> Selected text
⟨
Each dataset is of a specific type. Each dataset type comes with a set of required fields for each data point.
The dataset type also determines the query capabilities for a dataset, for example, whether a dataset supports time-based queries
or additionally also spatially filtered queries.

To find out which fields are required for each dataset type check out the documentation for the available dataset types
below.

<Columns cols={2}>
  <Card title="Timeseries Data" icon="diamonds-4" href="/datasets/types/timeseries" horizontal>
    Each data point is linked to a specific point in time. Common for satellite telemetry, or other time-based data.
    Supports efficient time-based queries.
  </Card>

  <Card title="Spatio-temporal Data" icon="earth-europe" href="/datasets/types/spatiotemporal" horizontal>
    Each data point is linked to a specific point in time and a location on the Earth's surface. Common for satellite
    imagery. Supports efficient time-based and spatially filtered queries.
  </Card>
</Columns>

## Dataset specific fields

Additionally, each dataset has a set of fields that are specific to that dataset. Fields are defined during dataset
creation. That way, all data points in a dataset are strongly typed and are validated during ingestion.
The required fields of the dataset type, as well as the custom fields specific to each dataset together make up the
**dataset schema**.

Once a **dataset schema** is defined, existing fields cannot be removed or edited as soon as data has been ingested into it.
You can always add new fields to a dataset, since all fields are always optional.

<Tip>
  The only exception to this rule are empty datasets. If you empty all collections in a dataset, you can freely
  edit the data schema, since no conflicts with existing data points can occur.
</Tip>

## Field types

When defining the data schema, you can specify each field's type. The following field types are supported.
⟩
> Dataset excerpt
⟨
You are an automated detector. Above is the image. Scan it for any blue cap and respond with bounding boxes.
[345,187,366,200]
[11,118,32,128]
⟩
> Given exercise A
According to the dataset documentation, why can the schema be edited freely after every collection in a dataset has been emptied? Answer in one to three sentences.
> Given exercise B
Answer these questions from the dataset documentation:
(i) Besides the required fields, what does a dataset type determine?
(ii) Which dataset type is described as common for satellite imagery?
(iii) When are data points validated against their types?
> Given exercise C
From the dataset documentation, return the stretch from "The dataset type also" through "efficient time-based queries.", copied word for word.
The listing has no connection to the dataset documentation.

> Full solution A
An emptied dataset holds no data points, so changing the schema cannot create conflicts with existing data.

> Full solution B
(i) The query capabilities of the dataset
(ii) Spatio-temporal Data
(iii) During ingestion

> Full solution C
The dataset type also determines the query capabilities for a dataset, for example, whether a dataset supports time-based queries
or additionally also spatially filtered queries.

To find out which fields are required for each dataset type check out the documentation for the available dataset types
below.

<Columns cols={2}>
  <Card title="Timeseries Data" icon="diamonds-4" href="/datasets/types/timeseries" horizontal>
    Each data point is linked to a specific point in time. Common for satellite telemetry, or other time-based data.
    Supports efficient time-based queries.